◆ **WRITTEN PROBLEM**
Please count the lines in the data below that contain the word "white", treating uppercase and lowercase as different. Reply with the number alone.

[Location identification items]
***

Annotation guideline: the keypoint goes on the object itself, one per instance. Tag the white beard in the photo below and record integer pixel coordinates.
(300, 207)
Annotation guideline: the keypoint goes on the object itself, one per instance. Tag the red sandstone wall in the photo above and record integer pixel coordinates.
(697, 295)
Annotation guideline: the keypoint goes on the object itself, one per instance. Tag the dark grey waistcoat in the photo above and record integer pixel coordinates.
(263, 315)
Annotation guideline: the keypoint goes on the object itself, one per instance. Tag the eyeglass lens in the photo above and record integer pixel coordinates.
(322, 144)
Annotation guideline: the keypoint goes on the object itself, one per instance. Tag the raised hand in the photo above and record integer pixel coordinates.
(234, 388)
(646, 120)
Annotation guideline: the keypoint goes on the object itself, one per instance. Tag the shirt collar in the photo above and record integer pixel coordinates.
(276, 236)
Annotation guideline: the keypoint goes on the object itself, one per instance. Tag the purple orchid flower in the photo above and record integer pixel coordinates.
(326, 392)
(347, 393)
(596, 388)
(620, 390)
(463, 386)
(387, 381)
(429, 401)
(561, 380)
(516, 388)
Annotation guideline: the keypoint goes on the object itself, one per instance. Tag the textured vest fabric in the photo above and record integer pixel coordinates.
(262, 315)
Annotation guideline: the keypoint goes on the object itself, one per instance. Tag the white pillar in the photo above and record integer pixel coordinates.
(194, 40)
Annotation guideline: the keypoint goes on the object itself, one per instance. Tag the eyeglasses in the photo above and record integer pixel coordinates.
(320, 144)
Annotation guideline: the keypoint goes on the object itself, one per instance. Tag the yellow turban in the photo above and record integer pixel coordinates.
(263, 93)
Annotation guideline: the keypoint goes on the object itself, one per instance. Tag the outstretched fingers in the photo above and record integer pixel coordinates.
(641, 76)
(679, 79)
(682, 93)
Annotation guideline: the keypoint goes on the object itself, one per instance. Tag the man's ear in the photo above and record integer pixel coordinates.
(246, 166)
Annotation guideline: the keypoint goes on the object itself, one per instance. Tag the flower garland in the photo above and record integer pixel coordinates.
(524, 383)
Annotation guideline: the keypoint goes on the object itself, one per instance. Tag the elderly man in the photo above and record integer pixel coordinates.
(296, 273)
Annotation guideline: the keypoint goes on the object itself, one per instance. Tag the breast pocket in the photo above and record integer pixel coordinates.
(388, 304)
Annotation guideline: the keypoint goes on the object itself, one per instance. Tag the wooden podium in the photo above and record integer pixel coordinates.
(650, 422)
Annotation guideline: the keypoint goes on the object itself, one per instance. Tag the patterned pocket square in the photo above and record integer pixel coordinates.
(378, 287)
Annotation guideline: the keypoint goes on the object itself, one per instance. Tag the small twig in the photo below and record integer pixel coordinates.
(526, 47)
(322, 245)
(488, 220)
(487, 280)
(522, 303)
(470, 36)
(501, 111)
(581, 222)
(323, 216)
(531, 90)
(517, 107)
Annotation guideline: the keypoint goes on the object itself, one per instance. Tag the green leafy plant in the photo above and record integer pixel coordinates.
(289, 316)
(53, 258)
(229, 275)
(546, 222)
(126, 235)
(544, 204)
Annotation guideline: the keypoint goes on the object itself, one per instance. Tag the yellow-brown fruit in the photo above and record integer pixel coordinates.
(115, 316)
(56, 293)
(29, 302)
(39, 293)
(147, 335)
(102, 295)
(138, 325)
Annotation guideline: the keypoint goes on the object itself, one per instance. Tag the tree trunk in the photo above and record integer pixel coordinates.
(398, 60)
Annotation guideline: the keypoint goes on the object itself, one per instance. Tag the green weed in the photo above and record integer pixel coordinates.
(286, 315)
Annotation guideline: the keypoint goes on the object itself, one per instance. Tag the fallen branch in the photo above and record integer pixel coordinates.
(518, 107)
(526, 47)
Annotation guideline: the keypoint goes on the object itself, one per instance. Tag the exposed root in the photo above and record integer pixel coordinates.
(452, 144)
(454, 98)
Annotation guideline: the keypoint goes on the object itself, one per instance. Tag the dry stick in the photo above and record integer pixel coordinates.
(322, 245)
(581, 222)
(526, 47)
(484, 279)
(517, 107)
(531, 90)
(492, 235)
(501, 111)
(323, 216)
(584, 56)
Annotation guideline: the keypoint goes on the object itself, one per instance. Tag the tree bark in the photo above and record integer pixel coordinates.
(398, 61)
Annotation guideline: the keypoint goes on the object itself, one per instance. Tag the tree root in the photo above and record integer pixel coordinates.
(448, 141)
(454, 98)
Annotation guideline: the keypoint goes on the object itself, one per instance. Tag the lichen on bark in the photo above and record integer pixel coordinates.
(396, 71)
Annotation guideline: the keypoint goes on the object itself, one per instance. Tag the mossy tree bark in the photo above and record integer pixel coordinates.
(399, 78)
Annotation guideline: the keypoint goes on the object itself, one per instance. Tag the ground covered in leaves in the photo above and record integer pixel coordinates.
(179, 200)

***

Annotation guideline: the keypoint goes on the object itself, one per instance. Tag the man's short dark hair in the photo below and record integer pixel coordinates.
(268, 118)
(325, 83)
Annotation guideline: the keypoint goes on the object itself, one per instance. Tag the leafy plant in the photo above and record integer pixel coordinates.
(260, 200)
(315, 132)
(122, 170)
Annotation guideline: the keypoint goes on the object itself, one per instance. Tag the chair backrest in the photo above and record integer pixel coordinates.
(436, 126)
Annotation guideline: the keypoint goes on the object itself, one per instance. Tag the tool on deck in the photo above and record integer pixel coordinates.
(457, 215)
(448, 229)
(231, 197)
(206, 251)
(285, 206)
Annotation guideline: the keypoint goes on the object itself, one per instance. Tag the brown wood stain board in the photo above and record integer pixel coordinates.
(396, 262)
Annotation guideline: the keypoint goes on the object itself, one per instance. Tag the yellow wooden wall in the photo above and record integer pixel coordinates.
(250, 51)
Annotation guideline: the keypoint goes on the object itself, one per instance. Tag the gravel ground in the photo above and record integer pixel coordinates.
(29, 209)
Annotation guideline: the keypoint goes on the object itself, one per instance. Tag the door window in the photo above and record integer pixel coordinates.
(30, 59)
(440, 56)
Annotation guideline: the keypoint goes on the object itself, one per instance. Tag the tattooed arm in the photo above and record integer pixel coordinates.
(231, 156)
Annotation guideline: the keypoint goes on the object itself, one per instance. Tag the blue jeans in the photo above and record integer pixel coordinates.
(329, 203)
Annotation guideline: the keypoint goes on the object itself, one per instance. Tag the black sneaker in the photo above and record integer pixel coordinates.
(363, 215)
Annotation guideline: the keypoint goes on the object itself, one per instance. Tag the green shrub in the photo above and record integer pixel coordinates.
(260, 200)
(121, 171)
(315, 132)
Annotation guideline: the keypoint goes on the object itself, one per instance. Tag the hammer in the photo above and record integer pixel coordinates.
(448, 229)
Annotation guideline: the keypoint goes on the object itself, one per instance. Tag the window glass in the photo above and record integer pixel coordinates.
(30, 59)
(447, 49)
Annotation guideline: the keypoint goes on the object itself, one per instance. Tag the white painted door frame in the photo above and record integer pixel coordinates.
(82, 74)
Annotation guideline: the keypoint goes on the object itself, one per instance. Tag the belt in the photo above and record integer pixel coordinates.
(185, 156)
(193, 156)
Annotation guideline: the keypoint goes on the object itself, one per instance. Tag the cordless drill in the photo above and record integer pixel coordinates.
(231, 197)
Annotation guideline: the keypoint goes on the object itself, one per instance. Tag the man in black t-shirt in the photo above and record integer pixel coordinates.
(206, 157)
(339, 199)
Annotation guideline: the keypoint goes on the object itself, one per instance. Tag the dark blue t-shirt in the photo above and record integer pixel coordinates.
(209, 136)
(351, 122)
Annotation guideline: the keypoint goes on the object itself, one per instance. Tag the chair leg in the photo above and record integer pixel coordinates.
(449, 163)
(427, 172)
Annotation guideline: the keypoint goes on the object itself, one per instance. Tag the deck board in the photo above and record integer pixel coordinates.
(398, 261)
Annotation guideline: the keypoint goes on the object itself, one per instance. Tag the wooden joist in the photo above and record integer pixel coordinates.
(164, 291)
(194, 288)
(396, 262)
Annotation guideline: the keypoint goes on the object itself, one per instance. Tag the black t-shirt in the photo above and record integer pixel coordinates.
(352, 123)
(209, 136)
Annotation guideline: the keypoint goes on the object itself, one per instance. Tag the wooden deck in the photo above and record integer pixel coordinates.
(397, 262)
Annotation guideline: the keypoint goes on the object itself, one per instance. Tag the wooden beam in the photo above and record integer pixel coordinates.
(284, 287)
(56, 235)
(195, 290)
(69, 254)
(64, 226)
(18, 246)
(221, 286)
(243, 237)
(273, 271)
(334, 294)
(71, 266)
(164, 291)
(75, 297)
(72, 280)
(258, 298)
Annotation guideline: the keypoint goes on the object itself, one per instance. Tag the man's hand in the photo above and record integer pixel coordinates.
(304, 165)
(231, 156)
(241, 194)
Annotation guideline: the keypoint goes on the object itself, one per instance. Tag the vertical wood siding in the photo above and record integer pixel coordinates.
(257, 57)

***

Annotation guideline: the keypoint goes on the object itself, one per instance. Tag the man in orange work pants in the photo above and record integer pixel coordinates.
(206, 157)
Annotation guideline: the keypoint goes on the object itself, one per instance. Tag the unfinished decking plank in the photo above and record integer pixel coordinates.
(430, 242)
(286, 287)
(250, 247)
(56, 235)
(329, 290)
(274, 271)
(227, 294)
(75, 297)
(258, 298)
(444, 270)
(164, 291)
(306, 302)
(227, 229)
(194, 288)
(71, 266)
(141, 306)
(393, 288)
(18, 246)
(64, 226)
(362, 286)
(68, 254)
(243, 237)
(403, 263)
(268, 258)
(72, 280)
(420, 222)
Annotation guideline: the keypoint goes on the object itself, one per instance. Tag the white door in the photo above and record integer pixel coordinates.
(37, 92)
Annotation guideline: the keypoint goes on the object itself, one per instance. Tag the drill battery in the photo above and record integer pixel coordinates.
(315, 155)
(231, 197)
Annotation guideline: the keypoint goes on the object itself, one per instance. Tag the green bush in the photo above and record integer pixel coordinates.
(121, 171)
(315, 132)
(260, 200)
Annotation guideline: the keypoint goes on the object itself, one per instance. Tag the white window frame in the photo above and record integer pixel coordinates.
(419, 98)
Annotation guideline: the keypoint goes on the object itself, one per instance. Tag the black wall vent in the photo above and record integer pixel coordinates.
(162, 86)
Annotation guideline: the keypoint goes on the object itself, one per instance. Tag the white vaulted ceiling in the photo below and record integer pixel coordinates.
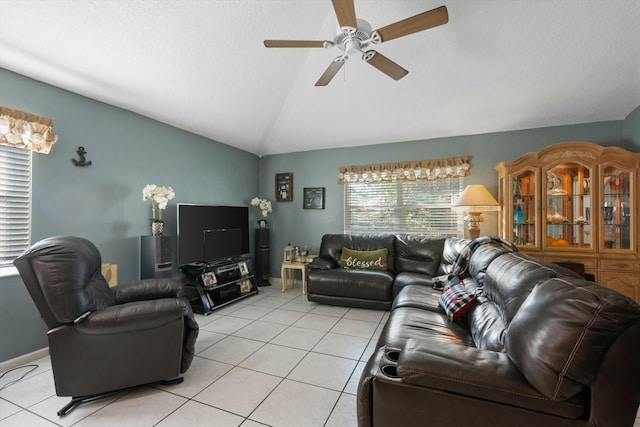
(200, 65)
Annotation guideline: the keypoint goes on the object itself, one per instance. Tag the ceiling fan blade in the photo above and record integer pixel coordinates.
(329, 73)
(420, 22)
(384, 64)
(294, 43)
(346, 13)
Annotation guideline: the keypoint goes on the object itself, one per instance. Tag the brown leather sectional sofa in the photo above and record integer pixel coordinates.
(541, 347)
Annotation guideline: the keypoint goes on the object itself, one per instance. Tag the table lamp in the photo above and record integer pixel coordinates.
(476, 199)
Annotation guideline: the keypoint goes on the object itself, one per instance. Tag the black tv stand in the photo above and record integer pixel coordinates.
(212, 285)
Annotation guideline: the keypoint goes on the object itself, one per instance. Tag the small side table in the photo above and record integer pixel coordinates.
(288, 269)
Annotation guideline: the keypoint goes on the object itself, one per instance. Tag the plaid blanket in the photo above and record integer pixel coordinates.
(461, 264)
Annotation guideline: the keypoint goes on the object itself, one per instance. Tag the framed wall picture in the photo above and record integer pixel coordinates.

***

◆ **ANSWER TO THIS TASK**
6